» Required task
Transcribe the full listing exactly, and drop every picture.

Stored entries

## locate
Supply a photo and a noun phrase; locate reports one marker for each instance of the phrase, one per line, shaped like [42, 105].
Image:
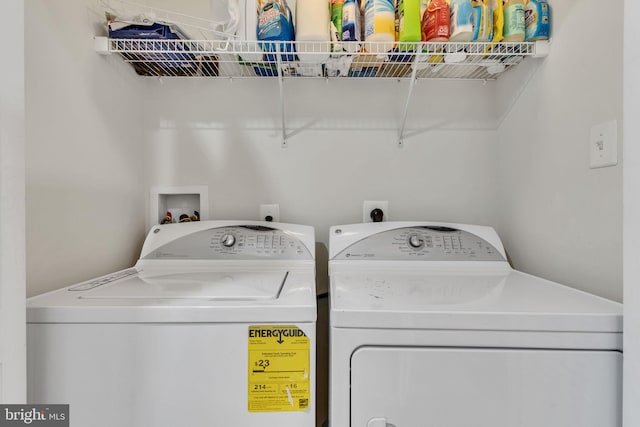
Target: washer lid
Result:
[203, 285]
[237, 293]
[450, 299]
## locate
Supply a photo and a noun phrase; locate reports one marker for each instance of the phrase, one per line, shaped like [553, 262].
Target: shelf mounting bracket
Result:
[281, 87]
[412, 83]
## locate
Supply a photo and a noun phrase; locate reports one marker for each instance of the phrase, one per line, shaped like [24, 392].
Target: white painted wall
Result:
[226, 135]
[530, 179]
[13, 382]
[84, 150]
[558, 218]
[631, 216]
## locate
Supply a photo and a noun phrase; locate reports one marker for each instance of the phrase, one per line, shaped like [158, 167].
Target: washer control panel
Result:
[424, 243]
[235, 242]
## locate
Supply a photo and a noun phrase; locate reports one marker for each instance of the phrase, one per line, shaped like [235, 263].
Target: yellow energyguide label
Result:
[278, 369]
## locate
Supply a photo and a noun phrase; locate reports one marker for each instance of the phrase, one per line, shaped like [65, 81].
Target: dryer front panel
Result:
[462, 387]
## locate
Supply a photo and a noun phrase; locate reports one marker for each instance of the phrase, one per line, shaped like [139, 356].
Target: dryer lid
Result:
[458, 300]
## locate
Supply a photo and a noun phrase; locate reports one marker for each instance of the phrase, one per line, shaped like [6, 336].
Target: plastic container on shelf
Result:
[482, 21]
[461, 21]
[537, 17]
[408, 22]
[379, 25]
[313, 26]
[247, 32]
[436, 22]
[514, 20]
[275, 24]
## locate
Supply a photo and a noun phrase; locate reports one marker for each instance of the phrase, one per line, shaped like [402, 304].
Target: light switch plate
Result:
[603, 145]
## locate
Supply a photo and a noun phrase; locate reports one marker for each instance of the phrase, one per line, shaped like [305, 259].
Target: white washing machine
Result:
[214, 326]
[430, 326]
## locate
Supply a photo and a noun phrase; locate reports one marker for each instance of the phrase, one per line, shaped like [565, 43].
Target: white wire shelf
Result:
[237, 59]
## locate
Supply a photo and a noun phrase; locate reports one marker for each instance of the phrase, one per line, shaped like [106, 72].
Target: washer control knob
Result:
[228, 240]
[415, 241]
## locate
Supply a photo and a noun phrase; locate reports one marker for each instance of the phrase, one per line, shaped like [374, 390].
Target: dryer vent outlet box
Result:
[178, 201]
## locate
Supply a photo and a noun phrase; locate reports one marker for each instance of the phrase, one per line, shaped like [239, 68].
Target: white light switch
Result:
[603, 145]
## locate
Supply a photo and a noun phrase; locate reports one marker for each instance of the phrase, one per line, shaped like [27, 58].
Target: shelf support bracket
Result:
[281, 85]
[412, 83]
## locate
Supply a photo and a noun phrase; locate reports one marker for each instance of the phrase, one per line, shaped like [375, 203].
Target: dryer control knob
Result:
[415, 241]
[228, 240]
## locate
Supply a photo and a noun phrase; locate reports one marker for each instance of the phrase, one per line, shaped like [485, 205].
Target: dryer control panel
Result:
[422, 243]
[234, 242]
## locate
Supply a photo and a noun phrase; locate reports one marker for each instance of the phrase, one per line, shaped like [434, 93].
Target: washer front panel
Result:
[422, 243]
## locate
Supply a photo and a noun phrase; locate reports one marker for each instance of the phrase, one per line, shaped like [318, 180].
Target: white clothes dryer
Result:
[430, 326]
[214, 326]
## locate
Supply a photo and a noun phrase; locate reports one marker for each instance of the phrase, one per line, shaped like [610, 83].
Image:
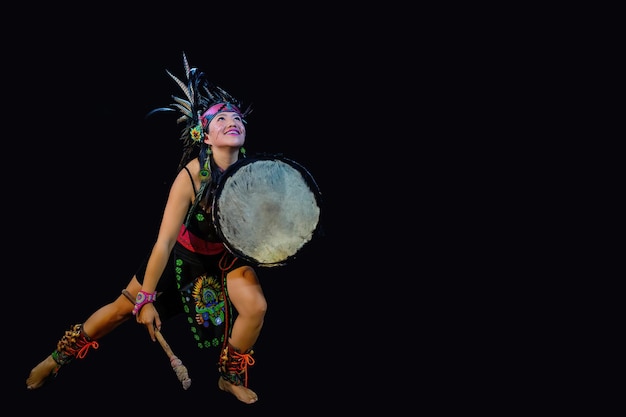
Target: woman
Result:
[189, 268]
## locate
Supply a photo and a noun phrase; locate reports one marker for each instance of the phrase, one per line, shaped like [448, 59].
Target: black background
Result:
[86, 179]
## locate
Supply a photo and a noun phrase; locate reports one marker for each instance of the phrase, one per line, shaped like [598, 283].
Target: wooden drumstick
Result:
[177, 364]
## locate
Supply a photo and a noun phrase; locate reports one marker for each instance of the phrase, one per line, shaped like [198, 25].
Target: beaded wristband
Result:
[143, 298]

» Exercise solution
## locate
Supply a photo and a noun phrase; locate reports one marker for each instance of the phrase, one per line, shaped like [42, 105].
Image:
Target: washer lid
Result:
[203, 285]
[237, 293]
[450, 299]
## locate
Supply a photo and a noun phrase; locate reports one marker for each instance of the phrase, one per line, shaped like [553, 262].
Target: shelf mounting bracket
Result:
[281, 87]
[412, 83]
## locate
Supply a photo and a noun phrase; locate reports one marker for each instance of the phrase, one per line, shaped like [24, 392].
Target: white painted wall
Result:
[226, 135]
[530, 179]
[13, 382]
[84, 150]
[558, 218]
[631, 216]
## locate
Supply a photo and a noun phrase; locate reports one marker for each instance of the phrase, one per line, shaped like [158, 167].
Target: washer control panel
Result:
[424, 243]
[235, 242]
## locate
Supply a photo and a noun phrase; locate reports one marker for each instance of the phrase, one per line, shaped like [235, 263].
Target: yellow energyguide label
Result:
[278, 369]
## locate
Supply a photo and a noun phrase; locate reports one marker for each instance of the phrase, one per line, shaped like [65, 81].
Target: dryer front panel
Result:
[462, 387]
## locate
Supply a photo and a noun phrase; locate reports one marker for each instance of the phrase, one per line, shaped like [139, 356].
Target: dryer lid
Result:
[458, 300]
## locate
Supply a photo and a noun phrase; locate reports one marker for each instance of the phrase, one per line, shaped like [6, 336].
Target: plastic container on shelf
Result:
[482, 21]
[461, 21]
[537, 17]
[408, 22]
[379, 25]
[313, 26]
[247, 32]
[436, 22]
[514, 20]
[275, 24]
## locate
Supply a photo and a noun phrase; locate reports one marker for each instance of the phrase, one per line, shaped like [402, 304].
Target: light switch plate
Result:
[603, 145]
## locate
Supply a photo and a noun phrase; locate reports one marker for each instance of the phrase, one per line, shaped like [305, 259].
Target: white washing machine
Result:
[214, 326]
[430, 326]
## locate
Supply a photo and a noun phrase; locate reports one marker for each instance of the phrase, one per line, shaped like [565, 43].
Target: white wire shelf
Result:
[237, 59]
## locate
Supply a photo and a noun phrase; locate reports one marker for each instance of the phrase, one per line, shaped like [106, 72].
Target: washer control knob
Result:
[228, 240]
[415, 241]
## locate
Supply a photo and a noun phrase; locate reports one marker for each instance of the phrase, one per line, shaped like [374, 390].
Target: dryer vent outlet box
Result:
[178, 201]
## locate
Supply a photo and a noun phrase; locate reports one marker for each instance of the phrase, one per line, shaped like [239, 68].
Target: white light switch
Result:
[603, 145]
## locate
Supply a photo and a noun phrase; locate reports one marker for each instance of the phrase, one per line, shaped like [27, 58].
Target: shelf support bracket
Result:
[281, 85]
[412, 83]
## locate
Supply a photo and a noun phrase; locate reports one marker for each instance of the phrase, one per line, shaped like [375, 203].
Target: dryer control knob
Result:
[415, 241]
[228, 240]
## locate
Supply a photo and a noun phrase; locate reports one marker for each instance of the phrase, one per line, shaped like [485, 205].
Target: dryer control panel
Result:
[422, 243]
[234, 242]
## locate
Supply a photo and a noun phrase; locate reports one marker for each instance of the phrase, one per line, shaped like [434, 93].
Target: washer front panel
Result:
[422, 243]
## locate
Supply a photo and a noun phrase; locate reports one marker for each instance of the phrase, one per line, shaped like [318, 180].
Target: white clothes dryer
Result:
[430, 326]
[214, 326]
## locate
Supply a photo and a noun phrase; locate reports one marker for each instance of the phrase, one per line, shaped like [610, 83].
Image:
Target: woman
Result:
[189, 268]
## locate
Supply a photo and a noun phrase; locate reports one marker for each instance of the phrase, one per line, shaped like [448, 59].
Target: black background
Result:
[86, 179]
## locate
Supply a photo and a noun phrase; locate reports one marker for each instance of the phrase, one per line, shaped like [598, 283].
Target: wooden drumstick
Result:
[177, 364]
## locate
Supply a photo and a noun phrase; locate reports one marker for each instance of the phrase, one per line, shaped like [198, 25].
Target: beaded wristband
Result:
[143, 298]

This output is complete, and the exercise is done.